Exercise goal:
Show every line of the data below that includes the word "traffic".

Information given:

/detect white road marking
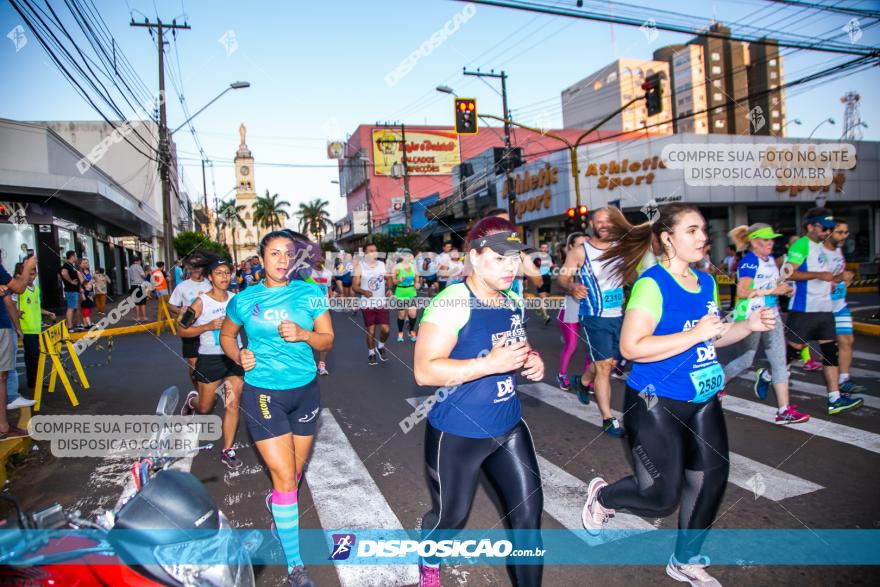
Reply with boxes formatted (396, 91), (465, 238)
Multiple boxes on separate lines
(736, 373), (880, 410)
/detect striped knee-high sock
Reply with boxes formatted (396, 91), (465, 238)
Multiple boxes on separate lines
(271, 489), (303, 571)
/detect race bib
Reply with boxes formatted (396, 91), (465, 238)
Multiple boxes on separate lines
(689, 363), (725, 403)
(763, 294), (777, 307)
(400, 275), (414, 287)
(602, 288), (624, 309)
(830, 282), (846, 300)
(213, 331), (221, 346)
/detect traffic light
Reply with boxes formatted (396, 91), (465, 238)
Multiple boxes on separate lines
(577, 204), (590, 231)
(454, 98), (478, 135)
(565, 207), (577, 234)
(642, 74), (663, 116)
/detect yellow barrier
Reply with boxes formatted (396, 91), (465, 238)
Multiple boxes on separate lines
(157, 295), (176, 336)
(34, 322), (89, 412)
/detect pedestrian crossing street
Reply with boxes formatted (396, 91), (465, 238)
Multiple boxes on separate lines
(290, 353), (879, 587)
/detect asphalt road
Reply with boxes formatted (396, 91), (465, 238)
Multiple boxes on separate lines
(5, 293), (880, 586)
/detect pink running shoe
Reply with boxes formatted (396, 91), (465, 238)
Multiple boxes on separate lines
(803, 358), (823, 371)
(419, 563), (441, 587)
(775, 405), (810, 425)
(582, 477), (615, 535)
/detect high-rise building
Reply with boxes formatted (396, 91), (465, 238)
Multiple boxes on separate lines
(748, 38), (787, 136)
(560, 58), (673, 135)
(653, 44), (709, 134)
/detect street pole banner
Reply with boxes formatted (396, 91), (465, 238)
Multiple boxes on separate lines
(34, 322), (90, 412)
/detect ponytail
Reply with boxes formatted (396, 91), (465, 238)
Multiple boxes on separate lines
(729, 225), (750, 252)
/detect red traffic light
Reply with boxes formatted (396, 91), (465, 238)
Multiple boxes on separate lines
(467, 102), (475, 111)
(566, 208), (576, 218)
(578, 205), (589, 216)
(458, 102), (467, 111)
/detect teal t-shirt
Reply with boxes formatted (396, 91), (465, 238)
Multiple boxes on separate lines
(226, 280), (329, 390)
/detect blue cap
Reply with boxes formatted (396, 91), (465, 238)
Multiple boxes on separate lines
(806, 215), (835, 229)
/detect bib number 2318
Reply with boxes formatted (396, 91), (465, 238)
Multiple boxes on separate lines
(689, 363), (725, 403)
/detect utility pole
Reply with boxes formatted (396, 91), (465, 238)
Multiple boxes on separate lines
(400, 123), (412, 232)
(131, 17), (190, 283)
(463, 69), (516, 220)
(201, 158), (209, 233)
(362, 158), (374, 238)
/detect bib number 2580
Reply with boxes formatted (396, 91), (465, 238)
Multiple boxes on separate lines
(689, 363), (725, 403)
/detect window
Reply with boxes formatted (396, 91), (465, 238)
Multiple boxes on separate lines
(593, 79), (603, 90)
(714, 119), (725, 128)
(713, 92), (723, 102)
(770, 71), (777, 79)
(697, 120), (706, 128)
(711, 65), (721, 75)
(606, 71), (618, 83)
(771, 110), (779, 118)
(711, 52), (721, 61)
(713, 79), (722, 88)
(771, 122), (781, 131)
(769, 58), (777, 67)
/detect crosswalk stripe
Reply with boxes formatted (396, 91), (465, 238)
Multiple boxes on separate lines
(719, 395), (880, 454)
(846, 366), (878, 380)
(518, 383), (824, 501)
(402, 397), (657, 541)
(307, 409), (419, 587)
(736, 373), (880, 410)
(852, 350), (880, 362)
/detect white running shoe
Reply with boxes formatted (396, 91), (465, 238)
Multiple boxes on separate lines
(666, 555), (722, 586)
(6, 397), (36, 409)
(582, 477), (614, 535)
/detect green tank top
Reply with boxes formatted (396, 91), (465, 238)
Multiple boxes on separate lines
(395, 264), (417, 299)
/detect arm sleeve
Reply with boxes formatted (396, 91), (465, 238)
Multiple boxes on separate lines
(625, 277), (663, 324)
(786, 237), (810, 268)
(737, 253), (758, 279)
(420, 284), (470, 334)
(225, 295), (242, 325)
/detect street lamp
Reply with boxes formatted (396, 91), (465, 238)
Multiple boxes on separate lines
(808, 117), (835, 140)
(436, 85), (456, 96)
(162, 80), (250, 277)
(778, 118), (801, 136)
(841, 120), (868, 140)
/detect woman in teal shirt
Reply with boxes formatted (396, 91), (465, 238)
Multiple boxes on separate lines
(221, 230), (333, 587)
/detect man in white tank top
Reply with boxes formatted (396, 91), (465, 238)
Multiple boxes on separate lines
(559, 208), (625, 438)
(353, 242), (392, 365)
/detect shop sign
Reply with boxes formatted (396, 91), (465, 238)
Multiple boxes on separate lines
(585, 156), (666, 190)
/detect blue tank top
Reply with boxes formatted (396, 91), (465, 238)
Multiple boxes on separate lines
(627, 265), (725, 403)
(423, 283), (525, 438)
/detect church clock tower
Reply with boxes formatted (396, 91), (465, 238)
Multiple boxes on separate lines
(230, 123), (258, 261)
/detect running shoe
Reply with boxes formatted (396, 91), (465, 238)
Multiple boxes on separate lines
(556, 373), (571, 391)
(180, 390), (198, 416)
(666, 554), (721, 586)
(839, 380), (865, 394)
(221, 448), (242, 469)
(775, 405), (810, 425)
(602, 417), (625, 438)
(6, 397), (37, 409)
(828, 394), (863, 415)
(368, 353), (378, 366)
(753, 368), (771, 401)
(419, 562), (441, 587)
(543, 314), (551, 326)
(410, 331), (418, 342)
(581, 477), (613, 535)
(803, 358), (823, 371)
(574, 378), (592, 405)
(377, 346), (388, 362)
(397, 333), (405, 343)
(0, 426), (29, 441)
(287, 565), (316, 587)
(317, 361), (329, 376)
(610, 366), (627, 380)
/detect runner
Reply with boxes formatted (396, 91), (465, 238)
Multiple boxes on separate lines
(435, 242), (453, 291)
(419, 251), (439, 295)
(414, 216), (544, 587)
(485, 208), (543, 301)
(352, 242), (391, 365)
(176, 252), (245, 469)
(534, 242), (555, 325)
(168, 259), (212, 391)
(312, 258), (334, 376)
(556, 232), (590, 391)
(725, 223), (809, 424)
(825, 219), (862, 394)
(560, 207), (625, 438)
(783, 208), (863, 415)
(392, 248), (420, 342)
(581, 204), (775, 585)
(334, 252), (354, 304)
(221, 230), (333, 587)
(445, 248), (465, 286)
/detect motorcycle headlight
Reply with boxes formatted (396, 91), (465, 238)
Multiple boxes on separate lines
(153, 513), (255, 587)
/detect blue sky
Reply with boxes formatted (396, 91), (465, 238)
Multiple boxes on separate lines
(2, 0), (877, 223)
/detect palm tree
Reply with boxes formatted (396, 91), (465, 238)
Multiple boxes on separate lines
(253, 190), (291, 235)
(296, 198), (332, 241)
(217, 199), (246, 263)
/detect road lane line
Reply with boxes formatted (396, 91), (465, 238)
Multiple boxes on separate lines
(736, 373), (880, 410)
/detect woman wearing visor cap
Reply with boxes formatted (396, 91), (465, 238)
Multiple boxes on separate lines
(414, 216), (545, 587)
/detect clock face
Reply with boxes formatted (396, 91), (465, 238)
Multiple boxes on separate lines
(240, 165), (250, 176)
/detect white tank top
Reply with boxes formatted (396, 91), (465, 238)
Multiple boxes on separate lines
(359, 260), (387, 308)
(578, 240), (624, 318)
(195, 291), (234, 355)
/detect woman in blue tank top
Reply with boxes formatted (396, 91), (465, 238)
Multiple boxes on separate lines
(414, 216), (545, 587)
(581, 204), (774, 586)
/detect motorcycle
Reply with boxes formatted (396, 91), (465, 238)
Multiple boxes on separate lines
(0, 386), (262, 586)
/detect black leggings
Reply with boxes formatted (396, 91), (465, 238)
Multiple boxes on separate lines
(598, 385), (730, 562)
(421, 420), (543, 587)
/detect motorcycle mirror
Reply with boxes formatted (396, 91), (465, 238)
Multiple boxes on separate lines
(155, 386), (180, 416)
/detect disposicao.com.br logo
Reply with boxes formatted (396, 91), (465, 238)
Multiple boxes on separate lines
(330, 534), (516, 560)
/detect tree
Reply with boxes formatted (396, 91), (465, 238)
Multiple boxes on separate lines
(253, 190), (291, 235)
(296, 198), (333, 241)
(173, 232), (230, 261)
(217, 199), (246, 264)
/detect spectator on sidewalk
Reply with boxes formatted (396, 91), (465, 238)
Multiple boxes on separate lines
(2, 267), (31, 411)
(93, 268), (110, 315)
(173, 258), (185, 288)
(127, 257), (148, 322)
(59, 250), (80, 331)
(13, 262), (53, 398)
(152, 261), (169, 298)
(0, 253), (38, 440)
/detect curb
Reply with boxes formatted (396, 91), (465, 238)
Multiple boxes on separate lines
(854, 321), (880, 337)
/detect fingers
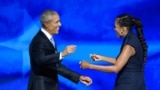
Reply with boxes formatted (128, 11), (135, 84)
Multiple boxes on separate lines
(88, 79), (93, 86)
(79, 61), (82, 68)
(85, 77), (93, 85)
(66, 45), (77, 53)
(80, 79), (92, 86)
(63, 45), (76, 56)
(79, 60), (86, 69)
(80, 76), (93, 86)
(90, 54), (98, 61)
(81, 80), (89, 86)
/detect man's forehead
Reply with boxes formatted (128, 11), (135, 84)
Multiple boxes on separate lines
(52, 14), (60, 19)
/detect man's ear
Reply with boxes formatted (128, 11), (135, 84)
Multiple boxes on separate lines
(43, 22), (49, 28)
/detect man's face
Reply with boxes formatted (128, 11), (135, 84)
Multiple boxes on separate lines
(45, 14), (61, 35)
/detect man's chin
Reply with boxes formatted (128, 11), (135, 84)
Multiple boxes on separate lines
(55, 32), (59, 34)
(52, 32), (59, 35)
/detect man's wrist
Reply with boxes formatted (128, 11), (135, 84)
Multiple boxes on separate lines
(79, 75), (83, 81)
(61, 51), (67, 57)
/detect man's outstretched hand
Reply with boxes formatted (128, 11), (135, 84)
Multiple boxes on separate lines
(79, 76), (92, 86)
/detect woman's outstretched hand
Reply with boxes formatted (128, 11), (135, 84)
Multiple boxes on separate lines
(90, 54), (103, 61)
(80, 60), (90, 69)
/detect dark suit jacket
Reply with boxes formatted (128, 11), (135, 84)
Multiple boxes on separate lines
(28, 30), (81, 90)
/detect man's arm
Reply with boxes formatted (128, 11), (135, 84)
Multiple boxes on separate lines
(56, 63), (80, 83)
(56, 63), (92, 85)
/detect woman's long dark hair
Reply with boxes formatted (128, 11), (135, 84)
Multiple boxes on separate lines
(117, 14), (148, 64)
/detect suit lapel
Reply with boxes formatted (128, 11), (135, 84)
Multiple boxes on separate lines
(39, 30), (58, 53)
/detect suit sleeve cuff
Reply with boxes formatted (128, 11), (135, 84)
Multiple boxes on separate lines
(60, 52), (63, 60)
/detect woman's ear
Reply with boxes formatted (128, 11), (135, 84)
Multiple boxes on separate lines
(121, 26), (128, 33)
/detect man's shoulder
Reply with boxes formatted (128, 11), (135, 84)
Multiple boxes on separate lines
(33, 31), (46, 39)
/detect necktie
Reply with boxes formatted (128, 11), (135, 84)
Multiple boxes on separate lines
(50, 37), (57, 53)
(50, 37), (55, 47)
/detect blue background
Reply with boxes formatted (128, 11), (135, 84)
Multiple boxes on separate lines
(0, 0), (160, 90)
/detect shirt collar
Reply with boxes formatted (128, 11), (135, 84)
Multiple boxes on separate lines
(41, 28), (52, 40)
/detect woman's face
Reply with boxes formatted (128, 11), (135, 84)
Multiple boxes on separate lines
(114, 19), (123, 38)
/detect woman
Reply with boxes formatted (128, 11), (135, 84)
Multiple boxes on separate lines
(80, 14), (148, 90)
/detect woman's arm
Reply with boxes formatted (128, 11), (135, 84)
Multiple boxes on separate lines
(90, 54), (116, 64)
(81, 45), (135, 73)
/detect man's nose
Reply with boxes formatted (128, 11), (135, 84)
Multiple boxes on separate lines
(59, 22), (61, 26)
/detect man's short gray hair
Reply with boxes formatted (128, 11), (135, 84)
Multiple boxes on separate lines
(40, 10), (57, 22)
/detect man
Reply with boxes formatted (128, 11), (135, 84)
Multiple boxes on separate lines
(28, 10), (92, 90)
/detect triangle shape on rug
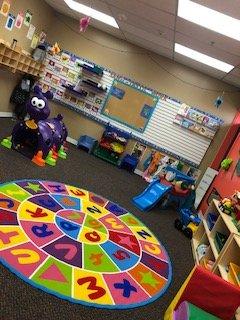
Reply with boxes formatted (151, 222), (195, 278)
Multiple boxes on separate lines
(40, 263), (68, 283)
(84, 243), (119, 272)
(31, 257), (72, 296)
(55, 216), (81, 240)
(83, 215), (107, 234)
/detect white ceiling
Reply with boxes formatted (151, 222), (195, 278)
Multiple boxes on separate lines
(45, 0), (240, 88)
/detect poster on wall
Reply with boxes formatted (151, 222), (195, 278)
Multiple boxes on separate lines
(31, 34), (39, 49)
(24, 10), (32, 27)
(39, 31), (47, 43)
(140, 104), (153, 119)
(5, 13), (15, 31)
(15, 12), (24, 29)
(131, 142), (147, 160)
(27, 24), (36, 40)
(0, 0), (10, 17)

Task result:
/detect traffic light
/detect red traffic light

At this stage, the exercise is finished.